━━ Supplied records ━━

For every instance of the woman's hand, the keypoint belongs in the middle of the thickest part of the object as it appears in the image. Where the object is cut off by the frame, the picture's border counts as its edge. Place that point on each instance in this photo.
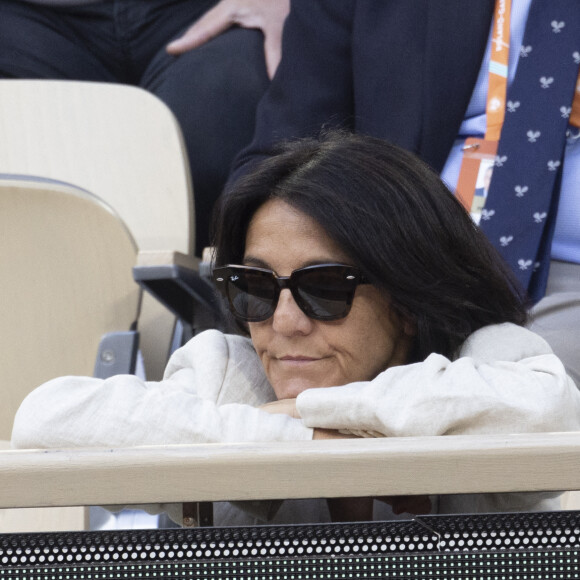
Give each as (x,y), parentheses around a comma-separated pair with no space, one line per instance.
(265,15)
(283,407)
(288,407)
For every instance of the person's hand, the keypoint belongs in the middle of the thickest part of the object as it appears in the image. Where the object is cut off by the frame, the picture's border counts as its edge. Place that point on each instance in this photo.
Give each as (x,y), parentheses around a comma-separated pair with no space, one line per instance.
(288,407)
(283,406)
(266,15)
(411,504)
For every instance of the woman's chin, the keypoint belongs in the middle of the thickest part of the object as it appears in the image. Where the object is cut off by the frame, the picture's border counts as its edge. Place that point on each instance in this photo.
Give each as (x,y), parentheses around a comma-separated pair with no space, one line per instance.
(290,388)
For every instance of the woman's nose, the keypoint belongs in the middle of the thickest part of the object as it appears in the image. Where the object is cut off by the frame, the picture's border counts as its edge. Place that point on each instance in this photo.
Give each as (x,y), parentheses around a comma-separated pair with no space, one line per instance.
(288,319)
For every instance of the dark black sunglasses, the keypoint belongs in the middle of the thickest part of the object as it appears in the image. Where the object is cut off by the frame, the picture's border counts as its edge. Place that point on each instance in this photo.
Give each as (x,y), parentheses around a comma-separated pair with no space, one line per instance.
(322,292)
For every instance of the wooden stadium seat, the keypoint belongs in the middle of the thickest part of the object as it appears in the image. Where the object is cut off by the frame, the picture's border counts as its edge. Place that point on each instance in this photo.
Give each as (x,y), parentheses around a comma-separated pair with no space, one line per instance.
(120,143)
(68,302)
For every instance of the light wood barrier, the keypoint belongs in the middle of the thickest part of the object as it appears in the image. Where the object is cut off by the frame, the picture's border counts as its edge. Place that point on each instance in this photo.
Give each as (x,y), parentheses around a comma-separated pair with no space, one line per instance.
(244,471)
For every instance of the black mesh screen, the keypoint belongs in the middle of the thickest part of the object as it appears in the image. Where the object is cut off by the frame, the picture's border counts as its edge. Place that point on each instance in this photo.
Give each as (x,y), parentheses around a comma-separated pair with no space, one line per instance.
(476,547)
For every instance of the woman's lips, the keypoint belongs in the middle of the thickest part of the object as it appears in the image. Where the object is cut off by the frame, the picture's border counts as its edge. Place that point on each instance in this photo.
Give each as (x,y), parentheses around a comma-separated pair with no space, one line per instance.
(297,360)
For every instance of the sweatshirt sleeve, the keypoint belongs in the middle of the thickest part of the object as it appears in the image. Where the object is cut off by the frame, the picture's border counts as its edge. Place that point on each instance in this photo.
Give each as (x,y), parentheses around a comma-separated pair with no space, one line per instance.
(207,395)
(505,380)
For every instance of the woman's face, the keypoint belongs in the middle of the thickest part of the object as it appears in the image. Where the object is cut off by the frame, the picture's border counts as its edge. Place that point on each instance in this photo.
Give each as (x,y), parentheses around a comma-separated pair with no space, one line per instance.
(298,352)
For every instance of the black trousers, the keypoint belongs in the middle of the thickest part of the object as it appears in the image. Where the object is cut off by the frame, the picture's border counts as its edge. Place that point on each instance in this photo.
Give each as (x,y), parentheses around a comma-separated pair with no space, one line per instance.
(213,90)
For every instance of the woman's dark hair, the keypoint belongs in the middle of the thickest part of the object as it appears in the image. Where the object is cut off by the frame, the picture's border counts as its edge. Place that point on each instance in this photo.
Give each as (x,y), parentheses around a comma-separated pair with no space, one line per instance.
(397,222)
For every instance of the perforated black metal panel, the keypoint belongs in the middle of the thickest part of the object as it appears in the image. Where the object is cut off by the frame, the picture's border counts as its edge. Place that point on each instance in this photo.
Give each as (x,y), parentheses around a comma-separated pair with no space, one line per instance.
(478,547)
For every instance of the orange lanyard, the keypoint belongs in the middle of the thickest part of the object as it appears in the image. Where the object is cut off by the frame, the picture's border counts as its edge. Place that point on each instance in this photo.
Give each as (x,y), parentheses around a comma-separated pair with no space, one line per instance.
(498,69)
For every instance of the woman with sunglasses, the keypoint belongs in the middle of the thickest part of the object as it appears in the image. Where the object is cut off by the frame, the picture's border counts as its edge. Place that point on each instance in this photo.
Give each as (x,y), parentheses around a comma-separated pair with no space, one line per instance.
(369,305)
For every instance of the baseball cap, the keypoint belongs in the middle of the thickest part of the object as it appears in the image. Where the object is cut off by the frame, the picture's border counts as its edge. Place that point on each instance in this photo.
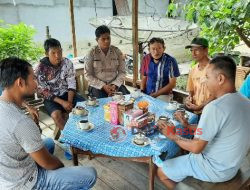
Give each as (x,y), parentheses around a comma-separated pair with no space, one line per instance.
(198,42)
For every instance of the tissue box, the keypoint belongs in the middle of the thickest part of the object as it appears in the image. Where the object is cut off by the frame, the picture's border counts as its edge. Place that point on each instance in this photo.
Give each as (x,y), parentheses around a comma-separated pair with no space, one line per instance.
(139,121)
(129,115)
(106,109)
(123,107)
(114,113)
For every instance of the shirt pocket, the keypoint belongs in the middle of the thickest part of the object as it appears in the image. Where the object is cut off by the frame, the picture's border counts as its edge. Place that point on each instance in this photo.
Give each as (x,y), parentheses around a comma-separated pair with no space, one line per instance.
(97,65)
(114,64)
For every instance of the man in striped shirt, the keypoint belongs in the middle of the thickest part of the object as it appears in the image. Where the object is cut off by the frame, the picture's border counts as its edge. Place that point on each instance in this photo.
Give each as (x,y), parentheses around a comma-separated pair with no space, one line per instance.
(159,71)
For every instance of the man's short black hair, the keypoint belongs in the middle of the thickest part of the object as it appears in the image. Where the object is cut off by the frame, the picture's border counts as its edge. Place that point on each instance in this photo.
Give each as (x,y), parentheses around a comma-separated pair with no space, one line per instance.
(226,64)
(156,40)
(51,43)
(103,29)
(11,69)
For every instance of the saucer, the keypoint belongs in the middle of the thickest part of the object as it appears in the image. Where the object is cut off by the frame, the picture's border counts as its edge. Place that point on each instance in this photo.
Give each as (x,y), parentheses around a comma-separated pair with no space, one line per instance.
(146,142)
(171,108)
(91,127)
(95,105)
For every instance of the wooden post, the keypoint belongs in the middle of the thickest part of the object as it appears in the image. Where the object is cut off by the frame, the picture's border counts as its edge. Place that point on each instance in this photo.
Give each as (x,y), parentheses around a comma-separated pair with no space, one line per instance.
(47,33)
(122,7)
(135,40)
(72,19)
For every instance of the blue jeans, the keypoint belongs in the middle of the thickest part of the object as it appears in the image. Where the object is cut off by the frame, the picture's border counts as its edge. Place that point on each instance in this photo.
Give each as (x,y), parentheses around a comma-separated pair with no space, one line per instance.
(49,145)
(66,178)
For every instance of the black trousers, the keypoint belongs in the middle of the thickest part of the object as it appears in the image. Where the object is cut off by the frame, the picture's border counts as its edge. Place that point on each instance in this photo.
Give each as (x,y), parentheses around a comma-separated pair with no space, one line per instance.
(93,92)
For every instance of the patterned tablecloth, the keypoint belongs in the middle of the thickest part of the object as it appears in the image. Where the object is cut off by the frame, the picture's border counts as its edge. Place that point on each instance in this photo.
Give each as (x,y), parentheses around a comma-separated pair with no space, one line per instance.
(98,140)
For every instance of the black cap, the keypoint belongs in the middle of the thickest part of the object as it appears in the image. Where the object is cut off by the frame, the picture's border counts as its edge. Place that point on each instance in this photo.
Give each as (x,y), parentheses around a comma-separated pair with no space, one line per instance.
(198,42)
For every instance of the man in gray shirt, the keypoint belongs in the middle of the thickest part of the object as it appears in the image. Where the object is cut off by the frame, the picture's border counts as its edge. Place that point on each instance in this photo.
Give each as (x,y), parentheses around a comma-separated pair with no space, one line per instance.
(222,138)
(24,161)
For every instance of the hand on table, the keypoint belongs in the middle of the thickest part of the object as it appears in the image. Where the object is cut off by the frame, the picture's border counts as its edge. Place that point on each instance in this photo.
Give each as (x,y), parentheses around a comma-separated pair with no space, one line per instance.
(166,130)
(68,106)
(154,95)
(180,117)
(108,89)
(34,113)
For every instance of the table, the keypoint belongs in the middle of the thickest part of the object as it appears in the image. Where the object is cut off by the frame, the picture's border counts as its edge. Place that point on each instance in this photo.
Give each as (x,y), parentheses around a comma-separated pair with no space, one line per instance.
(97,142)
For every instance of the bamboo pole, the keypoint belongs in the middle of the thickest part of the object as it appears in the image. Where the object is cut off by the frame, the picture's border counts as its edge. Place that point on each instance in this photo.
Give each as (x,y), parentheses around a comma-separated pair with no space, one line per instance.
(72,19)
(135,40)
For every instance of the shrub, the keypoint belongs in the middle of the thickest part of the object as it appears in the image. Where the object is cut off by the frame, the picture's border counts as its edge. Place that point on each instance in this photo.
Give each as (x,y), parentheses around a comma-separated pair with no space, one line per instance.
(17,40)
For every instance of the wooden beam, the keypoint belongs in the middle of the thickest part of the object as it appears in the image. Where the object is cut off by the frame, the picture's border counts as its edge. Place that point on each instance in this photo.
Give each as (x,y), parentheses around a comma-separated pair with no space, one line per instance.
(72,22)
(135,40)
(122,7)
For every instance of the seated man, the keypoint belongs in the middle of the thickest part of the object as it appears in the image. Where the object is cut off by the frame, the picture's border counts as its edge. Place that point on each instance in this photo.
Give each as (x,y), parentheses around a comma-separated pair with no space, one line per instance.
(159,71)
(199,95)
(24,161)
(222,137)
(57,83)
(245,88)
(105,67)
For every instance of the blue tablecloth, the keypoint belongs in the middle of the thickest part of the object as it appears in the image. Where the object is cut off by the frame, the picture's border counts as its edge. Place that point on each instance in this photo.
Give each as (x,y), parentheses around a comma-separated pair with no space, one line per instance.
(98,140)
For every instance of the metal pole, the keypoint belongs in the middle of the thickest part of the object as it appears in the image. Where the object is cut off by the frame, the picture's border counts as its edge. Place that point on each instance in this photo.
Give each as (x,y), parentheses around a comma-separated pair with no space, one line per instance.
(135,40)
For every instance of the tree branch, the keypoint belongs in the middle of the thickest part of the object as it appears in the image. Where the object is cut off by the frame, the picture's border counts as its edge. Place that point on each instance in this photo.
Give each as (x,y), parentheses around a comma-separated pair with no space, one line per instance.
(243,37)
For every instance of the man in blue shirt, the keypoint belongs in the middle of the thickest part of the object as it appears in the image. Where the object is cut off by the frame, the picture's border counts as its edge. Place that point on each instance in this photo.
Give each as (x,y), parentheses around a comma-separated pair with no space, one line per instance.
(245,88)
(159,71)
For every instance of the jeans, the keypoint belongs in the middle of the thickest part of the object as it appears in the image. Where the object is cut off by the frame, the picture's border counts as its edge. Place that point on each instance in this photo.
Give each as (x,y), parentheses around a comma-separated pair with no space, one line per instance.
(49,145)
(66,178)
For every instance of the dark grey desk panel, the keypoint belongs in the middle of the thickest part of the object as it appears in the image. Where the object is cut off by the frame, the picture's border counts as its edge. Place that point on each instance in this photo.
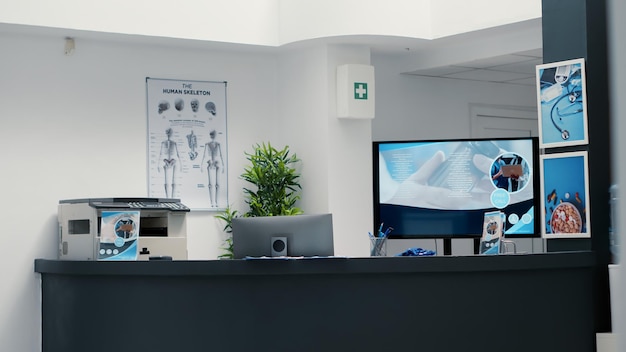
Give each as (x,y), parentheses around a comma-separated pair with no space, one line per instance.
(506,303)
(321,265)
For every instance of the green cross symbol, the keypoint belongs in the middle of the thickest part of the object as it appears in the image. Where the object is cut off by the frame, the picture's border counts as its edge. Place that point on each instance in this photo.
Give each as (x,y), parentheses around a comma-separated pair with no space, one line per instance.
(360,90)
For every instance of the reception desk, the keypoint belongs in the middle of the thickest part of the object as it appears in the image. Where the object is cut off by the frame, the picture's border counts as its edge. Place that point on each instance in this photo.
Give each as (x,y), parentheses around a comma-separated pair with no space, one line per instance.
(538,302)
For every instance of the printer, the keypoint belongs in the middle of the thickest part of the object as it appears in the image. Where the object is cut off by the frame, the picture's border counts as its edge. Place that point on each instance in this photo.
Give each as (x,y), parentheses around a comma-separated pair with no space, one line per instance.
(162,226)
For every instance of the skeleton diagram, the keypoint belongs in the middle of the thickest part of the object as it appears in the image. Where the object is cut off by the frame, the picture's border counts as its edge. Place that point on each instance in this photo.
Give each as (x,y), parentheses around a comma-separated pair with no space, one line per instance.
(168,158)
(193,143)
(215,163)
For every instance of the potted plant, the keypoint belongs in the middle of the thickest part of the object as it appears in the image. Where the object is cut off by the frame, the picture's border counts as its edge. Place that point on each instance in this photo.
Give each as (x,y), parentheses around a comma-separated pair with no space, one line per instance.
(276,188)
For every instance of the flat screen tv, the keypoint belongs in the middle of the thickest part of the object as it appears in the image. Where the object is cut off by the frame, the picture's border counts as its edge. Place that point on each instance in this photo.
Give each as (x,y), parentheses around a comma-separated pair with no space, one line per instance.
(443,188)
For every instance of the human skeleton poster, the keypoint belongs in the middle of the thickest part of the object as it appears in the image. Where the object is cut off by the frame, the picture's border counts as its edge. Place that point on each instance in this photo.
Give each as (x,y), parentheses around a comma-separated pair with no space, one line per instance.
(187,146)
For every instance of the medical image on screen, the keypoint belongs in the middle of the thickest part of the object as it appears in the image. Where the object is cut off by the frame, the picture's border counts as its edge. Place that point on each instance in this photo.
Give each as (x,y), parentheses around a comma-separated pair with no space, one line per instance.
(443,188)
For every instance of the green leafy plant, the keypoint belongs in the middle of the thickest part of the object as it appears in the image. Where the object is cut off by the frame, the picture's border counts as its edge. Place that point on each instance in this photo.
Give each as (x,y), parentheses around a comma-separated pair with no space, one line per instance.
(276,189)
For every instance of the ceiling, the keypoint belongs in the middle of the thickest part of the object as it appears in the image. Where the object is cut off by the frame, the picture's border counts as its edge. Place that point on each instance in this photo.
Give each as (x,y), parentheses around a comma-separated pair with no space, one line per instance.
(517,68)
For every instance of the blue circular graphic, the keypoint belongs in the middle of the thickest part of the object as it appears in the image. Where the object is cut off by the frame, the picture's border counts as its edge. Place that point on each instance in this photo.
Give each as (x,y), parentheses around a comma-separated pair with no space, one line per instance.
(119,242)
(500,198)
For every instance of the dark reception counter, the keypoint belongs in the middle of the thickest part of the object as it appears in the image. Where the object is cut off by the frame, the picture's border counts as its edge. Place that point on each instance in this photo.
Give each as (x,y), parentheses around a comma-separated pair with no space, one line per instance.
(538,302)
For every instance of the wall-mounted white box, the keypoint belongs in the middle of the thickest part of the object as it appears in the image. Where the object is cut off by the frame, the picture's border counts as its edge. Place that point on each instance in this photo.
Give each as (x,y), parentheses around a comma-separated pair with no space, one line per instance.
(356,92)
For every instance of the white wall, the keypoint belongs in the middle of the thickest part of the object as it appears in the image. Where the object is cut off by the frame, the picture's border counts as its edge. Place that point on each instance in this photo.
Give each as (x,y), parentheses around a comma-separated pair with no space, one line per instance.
(75,127)
(617,55)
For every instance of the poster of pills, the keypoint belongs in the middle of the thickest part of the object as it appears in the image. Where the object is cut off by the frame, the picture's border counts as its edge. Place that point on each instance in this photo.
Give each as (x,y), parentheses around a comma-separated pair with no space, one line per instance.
(565,195)
(187,146)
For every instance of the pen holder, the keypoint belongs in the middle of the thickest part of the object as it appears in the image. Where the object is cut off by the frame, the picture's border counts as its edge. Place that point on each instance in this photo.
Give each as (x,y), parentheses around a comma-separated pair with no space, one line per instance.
(378,246)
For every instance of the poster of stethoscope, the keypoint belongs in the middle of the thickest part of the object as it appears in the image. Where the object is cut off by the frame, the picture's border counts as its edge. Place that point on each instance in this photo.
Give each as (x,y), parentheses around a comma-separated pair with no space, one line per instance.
(565,195)
(562,103)
(187,147)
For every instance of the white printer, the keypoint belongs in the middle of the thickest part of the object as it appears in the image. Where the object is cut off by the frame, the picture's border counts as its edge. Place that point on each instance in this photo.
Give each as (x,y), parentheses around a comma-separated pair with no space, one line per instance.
(162,226)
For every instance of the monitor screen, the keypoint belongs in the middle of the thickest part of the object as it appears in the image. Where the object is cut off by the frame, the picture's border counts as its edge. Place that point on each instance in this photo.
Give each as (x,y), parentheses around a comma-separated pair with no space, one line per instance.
(443,188)
(302,236)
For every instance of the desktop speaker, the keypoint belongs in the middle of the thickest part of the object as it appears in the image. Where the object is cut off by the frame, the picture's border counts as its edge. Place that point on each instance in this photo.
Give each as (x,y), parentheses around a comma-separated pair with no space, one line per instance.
(279,246)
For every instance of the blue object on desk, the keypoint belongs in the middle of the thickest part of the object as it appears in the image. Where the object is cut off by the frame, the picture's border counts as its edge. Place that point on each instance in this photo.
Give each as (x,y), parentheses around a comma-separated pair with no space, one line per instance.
(416,252)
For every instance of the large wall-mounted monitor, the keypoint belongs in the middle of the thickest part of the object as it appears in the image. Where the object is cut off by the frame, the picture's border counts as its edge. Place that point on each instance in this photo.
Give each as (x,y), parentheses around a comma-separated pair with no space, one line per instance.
(443,188)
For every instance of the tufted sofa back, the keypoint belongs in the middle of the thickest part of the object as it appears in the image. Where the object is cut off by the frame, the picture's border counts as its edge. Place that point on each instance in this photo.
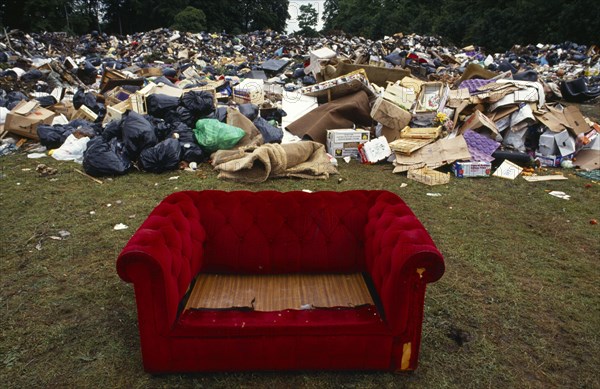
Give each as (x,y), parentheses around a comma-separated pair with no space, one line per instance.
(271,232)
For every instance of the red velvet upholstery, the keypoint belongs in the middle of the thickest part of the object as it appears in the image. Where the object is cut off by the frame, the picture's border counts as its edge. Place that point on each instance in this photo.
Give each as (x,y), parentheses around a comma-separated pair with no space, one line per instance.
(269,232)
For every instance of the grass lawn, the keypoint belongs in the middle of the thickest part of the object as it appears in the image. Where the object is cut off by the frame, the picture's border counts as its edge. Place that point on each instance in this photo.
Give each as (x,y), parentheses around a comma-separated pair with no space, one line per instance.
(518,306)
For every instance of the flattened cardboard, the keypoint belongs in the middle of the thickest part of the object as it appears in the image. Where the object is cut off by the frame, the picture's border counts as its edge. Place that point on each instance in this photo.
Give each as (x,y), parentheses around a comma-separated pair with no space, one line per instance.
(375,150)
(390,115)
(408,146)
(401,96)
(588,159)
(277,292)
(508,170)
(376,74)
(421,132)
(428,176)
(26,124)
(576,120)
(436,154)
(478,120)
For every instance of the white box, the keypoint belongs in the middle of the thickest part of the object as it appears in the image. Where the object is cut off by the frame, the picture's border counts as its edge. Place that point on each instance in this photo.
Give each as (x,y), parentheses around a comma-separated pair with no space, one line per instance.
(344,142)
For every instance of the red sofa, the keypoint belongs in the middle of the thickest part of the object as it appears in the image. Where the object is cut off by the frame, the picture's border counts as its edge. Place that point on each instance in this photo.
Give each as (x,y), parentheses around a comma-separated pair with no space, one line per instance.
(373,232)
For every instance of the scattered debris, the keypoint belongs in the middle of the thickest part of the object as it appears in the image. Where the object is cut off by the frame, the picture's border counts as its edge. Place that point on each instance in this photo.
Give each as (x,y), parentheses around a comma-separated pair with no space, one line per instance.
(559,194)
(45,170)
(436,108)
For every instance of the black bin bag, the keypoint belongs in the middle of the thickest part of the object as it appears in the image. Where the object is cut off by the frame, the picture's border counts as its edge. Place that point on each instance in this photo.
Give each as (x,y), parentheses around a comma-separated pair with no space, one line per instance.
(105,158)
(163,157)
(138,134)
(159,104)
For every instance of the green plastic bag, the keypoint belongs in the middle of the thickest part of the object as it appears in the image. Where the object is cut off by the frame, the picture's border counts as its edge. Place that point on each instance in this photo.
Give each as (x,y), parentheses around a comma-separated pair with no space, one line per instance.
(212,135)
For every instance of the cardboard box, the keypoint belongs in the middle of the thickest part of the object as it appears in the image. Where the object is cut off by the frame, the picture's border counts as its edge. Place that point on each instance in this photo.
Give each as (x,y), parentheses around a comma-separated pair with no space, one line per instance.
(65,108)
(472,169)
(430,97)
(24,119)
(554,143)
(390,115)
(249,91)
(552,160)
(344,143)
(401,96)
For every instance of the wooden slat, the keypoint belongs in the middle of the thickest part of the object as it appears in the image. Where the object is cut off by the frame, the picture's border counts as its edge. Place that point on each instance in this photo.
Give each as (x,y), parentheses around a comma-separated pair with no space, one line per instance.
(278,292)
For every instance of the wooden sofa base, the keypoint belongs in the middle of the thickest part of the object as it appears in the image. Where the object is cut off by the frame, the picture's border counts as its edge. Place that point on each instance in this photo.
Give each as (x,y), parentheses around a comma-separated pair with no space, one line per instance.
(276,292)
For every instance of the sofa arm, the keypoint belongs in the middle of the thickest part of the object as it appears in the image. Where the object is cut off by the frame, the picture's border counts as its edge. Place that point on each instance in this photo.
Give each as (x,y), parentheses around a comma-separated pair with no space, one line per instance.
(162,258)
(401,259)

━━━

Task objective:
In the material above, show every line where the word "jeans" turns up.

Task solution:
For every instance of the blue jeans, the keypoint belongs in the middle of the thickest part of the object as it appears in the image. Where the object is cut off by the frame, the picture's border counts as its edge. Place that point on each instance in this photo.
For every instance of the jeans, the keypoint belongs in the middle of the thickest part of the object as it appears in the image. Where the object is cut off by the frame, the picture's border counts as its edge. Place that point on each instance in this photo.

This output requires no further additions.